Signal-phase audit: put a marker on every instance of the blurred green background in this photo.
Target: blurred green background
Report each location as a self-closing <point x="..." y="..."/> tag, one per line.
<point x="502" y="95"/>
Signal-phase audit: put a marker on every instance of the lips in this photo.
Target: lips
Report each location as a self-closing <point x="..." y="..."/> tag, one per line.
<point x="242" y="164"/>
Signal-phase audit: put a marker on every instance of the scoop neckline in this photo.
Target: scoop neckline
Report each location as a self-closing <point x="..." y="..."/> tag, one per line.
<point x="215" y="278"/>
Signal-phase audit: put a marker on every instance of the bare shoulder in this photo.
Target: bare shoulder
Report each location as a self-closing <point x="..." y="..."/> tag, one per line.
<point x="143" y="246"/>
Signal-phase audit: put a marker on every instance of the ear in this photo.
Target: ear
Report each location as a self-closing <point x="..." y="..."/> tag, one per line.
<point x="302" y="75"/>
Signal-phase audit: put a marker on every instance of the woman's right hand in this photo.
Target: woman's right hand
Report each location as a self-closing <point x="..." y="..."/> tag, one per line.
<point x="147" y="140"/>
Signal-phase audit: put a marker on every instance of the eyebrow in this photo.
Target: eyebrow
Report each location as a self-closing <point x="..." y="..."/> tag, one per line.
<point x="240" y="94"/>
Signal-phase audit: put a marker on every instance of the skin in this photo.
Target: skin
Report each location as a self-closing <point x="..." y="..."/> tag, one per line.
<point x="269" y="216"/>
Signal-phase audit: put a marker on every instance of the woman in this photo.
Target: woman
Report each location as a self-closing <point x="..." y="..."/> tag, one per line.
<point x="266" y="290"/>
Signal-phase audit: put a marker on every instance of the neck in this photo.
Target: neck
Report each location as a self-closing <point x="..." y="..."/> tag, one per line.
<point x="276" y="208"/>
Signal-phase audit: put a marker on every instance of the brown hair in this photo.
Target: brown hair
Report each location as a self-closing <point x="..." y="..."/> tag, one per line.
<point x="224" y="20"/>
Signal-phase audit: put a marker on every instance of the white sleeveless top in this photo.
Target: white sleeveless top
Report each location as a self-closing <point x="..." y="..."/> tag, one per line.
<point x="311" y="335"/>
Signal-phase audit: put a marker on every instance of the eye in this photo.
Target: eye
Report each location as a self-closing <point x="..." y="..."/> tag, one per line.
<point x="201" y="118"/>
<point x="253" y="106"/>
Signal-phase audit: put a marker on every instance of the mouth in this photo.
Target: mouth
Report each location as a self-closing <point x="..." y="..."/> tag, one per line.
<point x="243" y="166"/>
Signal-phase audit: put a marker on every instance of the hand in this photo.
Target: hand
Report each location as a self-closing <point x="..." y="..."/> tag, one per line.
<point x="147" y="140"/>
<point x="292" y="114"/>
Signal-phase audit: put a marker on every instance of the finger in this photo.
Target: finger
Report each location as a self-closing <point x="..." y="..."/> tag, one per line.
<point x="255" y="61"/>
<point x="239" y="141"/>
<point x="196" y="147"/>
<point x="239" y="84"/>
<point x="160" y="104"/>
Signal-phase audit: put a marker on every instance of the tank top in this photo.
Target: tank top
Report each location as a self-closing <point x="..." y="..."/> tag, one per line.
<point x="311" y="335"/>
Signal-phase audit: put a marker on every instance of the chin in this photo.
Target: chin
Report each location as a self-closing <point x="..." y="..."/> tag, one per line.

=== Set exercise ===
Quote the data above in full, changing nothing.

=== Answer ===
Signal-phase audit: put a marker on every instance of the blurred green background in this photo.
Target: blurred green background
Report each location as a self-closing <point x="..." y="..."/> tag, one per line.
<point x="502" y="95"/>
Signal-phase audit: put a marker on every instance of the lips in this photo.
Target: lips
Report each location as a self-closing <point x="..." y="..."/> tag, one per line.
<point x="242" y="164"/>
Signal-phase audit: put a marker on every instance of the scoop neckline in this photo.
Target: scoop neckline
Report each location as a self-closing <point x="..." y="..."/> tag, one per line.
<point x="215" y="278"/>
Signal-phase audit: put a marker on every instance of the bare shoulder in this photo.
Target: bare shoulder
Report each location as a self-closing <point x="..." y="..."/> tag, one per line.
<point x="143" y="246"/>
Signal-phase audit: put a marker on every instance of the ear in this photo.
Target: ear
Report each location as a self-closing <point x="..." y="..."/> tag, one per line.
<point x="302" y="75"/>
Signal-phase audit: put a marker on every instance of the woman's right hand in this photo.
Target: woman's right hand
Report each location as a self-closing <point x="..." y="..."/> tag, one per line.
<point x="147" y="140"/>
Signal-phase audit: put a marker on every instance of the eyebrow in this photo.
Target: eyebrow
Report each location as a self-closing <point x="..." y="..."/> tag, one per line.
<point x="240" y="94"/>
Signal-phase audit: put a marker on every instance of the skin in this photo.
Target: skin
Report each location as a self-closing <point x="..." y="..."/> tag, one per line.
<point x="269" y="216"/>
Signal-phase audit: put a marker on every instance of the woman in this photo.
Target: woman
Report each location as a self-closing <point x="..." y="..."/> tag, one per line.
<point x="266" y="290"/>
Signal-phase audit: put a marker on every instance of the neck in this photo.
Target: neck
Report each location as a self-closing <point x="..." y="..."/> tag, one per line.
<point x="276" y="208"/>
Signal-phase audit: put a marker on every instance of the brown hair in this photo.
Target: brown hair
Report each location as a self-closing <point x="..." y="..."/> tag, one per line.
<point x="224" y="20"/>
Signal-phase audit: put a marker on every instance of the white sleeveless top in this photo.
Target: white sleeveless top
Report each location as a self-closing <point x="..." y="..."/> tag, one per line.
<point x="311" y="335"/>
Signal-phase audit: put a marker on every instance of the eye in this photo.
Target: eye
Report each location as a self-closing <point x="..." y="..."/> tag, one per line.
<point x="201" y="118"/>
<point x="253" y="106"/>
Signal-phase audit: put a marker on every instance of the mouth in this photo.
Target: mouth
Report each location as a self-closing <point x="..." y="..."/> tag, one per line.
<point x="243" y="166"/>
Signal-phase audit: put a marker on every instance of the hand in this photo.
Target: hand
Report each location as a self-closing <point x="..." y="..."/> tag, one per line.
<point x="147" y="140"/>
<point x="292" y="114"/>
Signal-phase audit: put a marker on every instance of the finger in this photo.
Target: finger
Report each location as a self-closing <point x="..." y="..."/> tag, one per line.
<point x="255" y="61"/>
<point x="239" y="141"/>
<point x="196" y="147"/>
<point x="239" y="84"/>
<point x="160" y="104"/>
Signal-phase audit: put a marker on every instance of the tank top in this photo.
Target: tank top
Report each location as a self-closing <point x="..." y="..."/> tag, one per line.
<point x="311" y="335"/>
Signal-phase audit: put a marker on every instance of the chin in this photo.
Target: chin
Report each location as a self-closing <point x="..." y="..."/> tag, one per line.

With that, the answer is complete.